*WORK TASK*.
Write out the records word for word.

━━ STUDY MATERIAL

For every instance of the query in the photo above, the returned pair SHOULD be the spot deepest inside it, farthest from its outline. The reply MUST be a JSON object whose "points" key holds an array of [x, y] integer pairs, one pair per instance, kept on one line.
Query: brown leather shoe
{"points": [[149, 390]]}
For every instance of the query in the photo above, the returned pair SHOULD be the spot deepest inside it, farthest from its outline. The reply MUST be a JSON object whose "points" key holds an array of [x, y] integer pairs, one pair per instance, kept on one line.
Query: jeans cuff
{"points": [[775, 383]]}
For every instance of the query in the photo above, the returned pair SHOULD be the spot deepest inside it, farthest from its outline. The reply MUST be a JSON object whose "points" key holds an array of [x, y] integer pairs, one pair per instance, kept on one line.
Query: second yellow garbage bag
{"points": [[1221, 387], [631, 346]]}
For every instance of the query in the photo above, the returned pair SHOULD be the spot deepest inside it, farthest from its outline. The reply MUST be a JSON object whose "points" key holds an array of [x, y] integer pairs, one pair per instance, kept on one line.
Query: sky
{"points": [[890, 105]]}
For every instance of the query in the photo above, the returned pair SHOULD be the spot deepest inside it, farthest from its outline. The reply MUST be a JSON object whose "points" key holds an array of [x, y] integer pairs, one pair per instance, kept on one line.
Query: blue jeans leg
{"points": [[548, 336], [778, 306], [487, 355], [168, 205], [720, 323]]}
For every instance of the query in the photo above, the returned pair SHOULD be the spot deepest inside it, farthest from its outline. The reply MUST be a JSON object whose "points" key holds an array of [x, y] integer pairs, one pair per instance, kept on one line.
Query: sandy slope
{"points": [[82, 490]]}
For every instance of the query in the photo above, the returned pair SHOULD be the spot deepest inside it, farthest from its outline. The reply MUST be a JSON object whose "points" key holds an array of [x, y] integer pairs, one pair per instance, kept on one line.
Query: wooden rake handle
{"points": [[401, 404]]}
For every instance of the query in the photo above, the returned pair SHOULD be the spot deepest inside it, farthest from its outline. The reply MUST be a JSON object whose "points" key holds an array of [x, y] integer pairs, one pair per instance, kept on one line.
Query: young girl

━━━━

*WRITTEN ANSWER*.
For every instance of the query in the photo above, the returned pair SHOULD be the spot deepest inside it, farthest from its outline. The reply MUST be a JSON object whose "points" key holds an array of [x, y] integer pairs, one pair per instance, kept on one line.
Query: brown leather shoe
{"points": [[149, 390]]}
For every instance of the query in the photo above, the returned pair SHOULD be the spot deepest inside it, farthest from its outline. The reply MUST be a JSON object whose "points" key holds an array of [x, y] integer pairs, one pair per instance, kept on one line.
Query: jeans cuff
{"points": [[775, 383]]}
For every instance of the query in the photo above, the returned pair SHOULD be the spot deepest inside it, farthest from its outline. The reply MUST be a JSON object whose "points" key holds an array of [x, y] integer pairs, one pair per instance, kept on one line.
Query: second yellow garbage bag
{"points": [[1221, 387], [631, 346]]}
For every instance of the query in the photo above, the returned pair SHOULD be the spot deepest inside it, farthest from its outline. The reply MUST be a JSON object whose "points" key holds an array of [x, y] integer pairs, one pair per instance, kept on one line.
Query: sky
{"points": [[890, 105]]}
For every instance of the query in the photo above, the returned pair SHOULD be the spot deepest inside it, farthest from its outline. The reply MUST be a JSON object whose "points" key holds an array of [x, y] integer pairs, one pair per instance, kept on one line.
Query: blue jeans leg
{"points": [[548, 336], [778, 306], [487, 355], [168, 205], [720, 323]]}
For every instance of the query in the photo above, the returned pair SHOULD be the spot deepest inside it, farthest from its outline. The reply MUST be a JSON object whose "points" key holds an array of [x, y] integer pairs, one pair per instance, kept on one line.
Query: sandy slope
{"points": [[82, 490]]}
For every instance of the query in the photo above, the returned pair SHOULD be the spot deepest inside it, farthest from its outline. The reply MUST be a JSON object whose "points" key holds an array of [x, y] integer pairs, one pair per instance, kept on one line.
Query: wooden rake handle
{"points": [[401, 404]]}
For every instance of the query in the photo above, the returned pair SHOULD be the spot deepest inside it, farthest from its outline. The reply MUST be a JSON object whose "points" key holds an array of [x, y] integer pairs, one pair per instance, kept on one line.
Query: young girl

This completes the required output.